*What you will do*: Omit images. Retype all entries verbatim.

━━━━━━

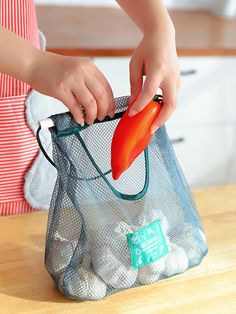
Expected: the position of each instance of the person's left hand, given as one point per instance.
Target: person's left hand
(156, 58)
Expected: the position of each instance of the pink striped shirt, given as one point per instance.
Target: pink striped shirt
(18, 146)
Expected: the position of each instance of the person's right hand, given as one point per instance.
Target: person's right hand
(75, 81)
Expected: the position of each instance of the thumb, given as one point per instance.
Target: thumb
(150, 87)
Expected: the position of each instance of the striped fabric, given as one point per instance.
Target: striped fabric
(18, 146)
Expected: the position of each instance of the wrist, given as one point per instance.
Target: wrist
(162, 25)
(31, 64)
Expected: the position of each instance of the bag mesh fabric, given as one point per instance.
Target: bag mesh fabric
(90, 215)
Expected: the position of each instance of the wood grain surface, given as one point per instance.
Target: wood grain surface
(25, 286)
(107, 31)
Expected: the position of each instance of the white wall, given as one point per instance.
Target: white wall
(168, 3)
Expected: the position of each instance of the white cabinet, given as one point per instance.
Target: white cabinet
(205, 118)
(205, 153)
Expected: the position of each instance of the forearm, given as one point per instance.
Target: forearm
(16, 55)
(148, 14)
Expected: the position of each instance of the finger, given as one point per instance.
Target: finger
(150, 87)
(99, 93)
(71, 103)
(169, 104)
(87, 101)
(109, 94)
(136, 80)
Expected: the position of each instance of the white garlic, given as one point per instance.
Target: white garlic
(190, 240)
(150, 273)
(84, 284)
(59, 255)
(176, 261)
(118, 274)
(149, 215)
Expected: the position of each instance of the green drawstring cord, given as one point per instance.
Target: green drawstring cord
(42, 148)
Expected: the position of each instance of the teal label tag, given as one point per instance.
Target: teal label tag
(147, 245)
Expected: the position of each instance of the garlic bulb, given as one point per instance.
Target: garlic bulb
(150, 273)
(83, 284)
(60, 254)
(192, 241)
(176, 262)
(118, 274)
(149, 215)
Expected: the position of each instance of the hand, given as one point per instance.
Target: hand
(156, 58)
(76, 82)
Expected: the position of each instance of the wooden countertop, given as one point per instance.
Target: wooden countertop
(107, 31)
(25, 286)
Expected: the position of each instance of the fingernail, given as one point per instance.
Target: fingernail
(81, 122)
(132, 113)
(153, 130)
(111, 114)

━━━━━━

*Result of this task*:
Expected: the position of each instance of the person's left hand, given as one point per instance.
Target: person's left hand
(156, 58)
Expected: the position of each instance of the pink striped shirt, given as one point per instance.
Target: pink striped shirt
(18, 146)
Expected: the position of each instance of the person's right hand, given as one point per instance.
Target: person's right hand
(75, 81)
Expected: the position of each instance of the thumb, given as one point per instance.
Target: thumb
(150, 87)
Expected: the position of each instance of the striped fabric, given as one point per instance.
Target: striped fabric
(18, 146)
Expected: the position of each instance of the wrist, given as one point per instance.
Target: wrist
(162, 25)
(31, 64)
Expected: the position of each instance of the bag mesh fabric, given as one point per instance.
Target: bag mesh fabric
(90, 215)
Expected: the position of each instance of the wood grain surface, given as one point per instance.
Target: wood grain surface
(25, 286)
(107, 31)
Expected: the position of each instance of the white wall, given as one point per instance.
Target: white wall
(168, 3)
Expected: the position of each instance of the white cabinet, given as one point per instance.
Target: white cabinet
(205, 118)
(205, 153)
Expected: the position of each instance of the forearm, given as one point per instance.
Target: forearm
(16, 55)
(148, 14)
Expected: the position of each instance of the finger, given as one point per instance.
Target: finger
(150, 87)
(99, 93)
(71, 103)
(169, 104)
(87, 101)
(109, 94)
(136, 80)
Expected: the position of each instance of the white garlic, given as one point per instance.
Target: white garlic
(190, 240)
(150, 273)
(84, 284)
(59, 255)
(176, 261)
(118, 274)
(149, 215)
Expected: the position of each instance of the green drawstring cord, given as one point per instance.
Target: green drawstring cord
(42, 148)
Expected: the position of each instance of the teal label tag, given as one point per instance.
Target: teal label tag
(147, 245)
Expected: the position of each instance of the garlic bulb, given as one point per instance.
Target: garlic bulb
(150, 273)
(83, 284)
(60, 254)
(192, 241)
(176, 262)
(118, 274)
(149, 215)
Expected: the position of each instance of the hand, given as one point per instance.
Target: hand
(156, 58)
(76, 82)
Expected: the position of each instance of the wooden countertop, given as one point per instance.
Target: wooden countertop
(107, 31)
(25, 286)
Expected: the position of each instance of the fingernail, given as one point per instance.
Target: fingernail
(81, 122)
(132, 113)
(153, 130)
(111, 114)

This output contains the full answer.